#### [SHORT TASK]
Transcribe word for word the lines spanning the line with "If you could put a point on the leafy" through the end of the records.

Pointing records

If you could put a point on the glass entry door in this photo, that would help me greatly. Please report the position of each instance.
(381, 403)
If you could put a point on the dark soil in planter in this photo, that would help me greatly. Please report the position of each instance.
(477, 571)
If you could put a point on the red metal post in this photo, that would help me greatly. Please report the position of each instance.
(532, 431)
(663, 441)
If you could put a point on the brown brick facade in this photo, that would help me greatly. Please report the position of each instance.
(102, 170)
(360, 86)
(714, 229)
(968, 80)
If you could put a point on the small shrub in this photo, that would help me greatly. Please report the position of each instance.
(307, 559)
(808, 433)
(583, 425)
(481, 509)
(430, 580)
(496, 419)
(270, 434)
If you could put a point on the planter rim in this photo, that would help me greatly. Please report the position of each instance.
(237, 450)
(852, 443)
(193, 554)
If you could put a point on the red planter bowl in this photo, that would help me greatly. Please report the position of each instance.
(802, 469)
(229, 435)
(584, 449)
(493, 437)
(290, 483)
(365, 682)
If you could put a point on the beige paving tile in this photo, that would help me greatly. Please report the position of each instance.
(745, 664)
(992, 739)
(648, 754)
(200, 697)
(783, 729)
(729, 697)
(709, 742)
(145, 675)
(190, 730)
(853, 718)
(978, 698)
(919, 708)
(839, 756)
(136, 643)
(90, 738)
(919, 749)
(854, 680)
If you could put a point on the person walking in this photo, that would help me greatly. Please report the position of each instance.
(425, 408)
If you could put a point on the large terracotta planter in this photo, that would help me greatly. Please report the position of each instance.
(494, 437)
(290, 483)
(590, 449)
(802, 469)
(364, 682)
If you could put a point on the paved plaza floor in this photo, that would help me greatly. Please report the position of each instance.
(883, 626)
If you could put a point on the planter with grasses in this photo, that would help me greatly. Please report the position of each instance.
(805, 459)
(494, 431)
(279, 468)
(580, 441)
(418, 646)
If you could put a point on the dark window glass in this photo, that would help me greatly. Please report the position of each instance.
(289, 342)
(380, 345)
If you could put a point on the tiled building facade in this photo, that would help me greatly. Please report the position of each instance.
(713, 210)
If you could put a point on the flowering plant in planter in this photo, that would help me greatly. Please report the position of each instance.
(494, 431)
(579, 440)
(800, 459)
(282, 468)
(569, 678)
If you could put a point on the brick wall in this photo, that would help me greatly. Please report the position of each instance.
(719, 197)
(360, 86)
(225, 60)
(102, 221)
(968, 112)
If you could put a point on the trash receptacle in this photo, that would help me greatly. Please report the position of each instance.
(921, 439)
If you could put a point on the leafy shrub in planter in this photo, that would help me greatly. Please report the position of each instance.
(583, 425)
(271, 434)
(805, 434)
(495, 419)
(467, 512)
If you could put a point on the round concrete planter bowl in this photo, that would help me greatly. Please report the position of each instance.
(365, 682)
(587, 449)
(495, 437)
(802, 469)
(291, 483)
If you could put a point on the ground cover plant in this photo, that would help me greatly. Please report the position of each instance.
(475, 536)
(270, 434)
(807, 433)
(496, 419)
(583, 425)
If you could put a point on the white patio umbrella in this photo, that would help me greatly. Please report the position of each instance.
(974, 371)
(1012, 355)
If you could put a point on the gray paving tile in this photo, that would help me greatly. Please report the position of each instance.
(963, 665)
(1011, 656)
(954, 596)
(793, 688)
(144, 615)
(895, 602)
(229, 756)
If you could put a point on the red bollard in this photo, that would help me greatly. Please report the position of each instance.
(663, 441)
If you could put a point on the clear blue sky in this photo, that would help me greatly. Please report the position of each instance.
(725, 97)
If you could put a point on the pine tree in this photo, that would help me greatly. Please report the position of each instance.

#### [WORKED SOLUTION]
If you could put a point on the leafy shrub in planter in this photo, that would help me greatly. Please report the position of each instance.
(583, 425)
(271, 434)
(805, 434)
(495, 419)
(467, 512)
If you could put a point on the round concrete planter bowl in this photo, that would help me greatly. Please report the position of each instance.
(365, 682)
(587, 449)
(495, 437)
(802, 469)
(291, 483)
If you could put a point on the ground cover plant in this photo, that would help me greatly. Please report the position of each instance.
(475, 536)
(270, 434)
(807, 433)
(496, 419)
(583, 425)
If you could put a point on the white patio umbrella in this photo, that would help me greatly. Please report the position of each instance.
(974, 371)
(1012, 355)
If you could put a point on the gray paving tile in this photo, that would help me greatly. Please report the position of each instance.
(963, 665)
(1011, 656)
(954, 596)
(793, 688)
(144, 615)
(895, 602)
(229, 756)
If you could put a point on the red bollard in this photo, that would help me greatly. Please report the position of each instance.
(663, 441)
If you could put a point on the clear blue sky in this photo, that would help me greatly. Please report the position of each instance.
(725, 97)
If you could put a point on the pine tree in this photo, that would help me greatly. Please report the position of each instance.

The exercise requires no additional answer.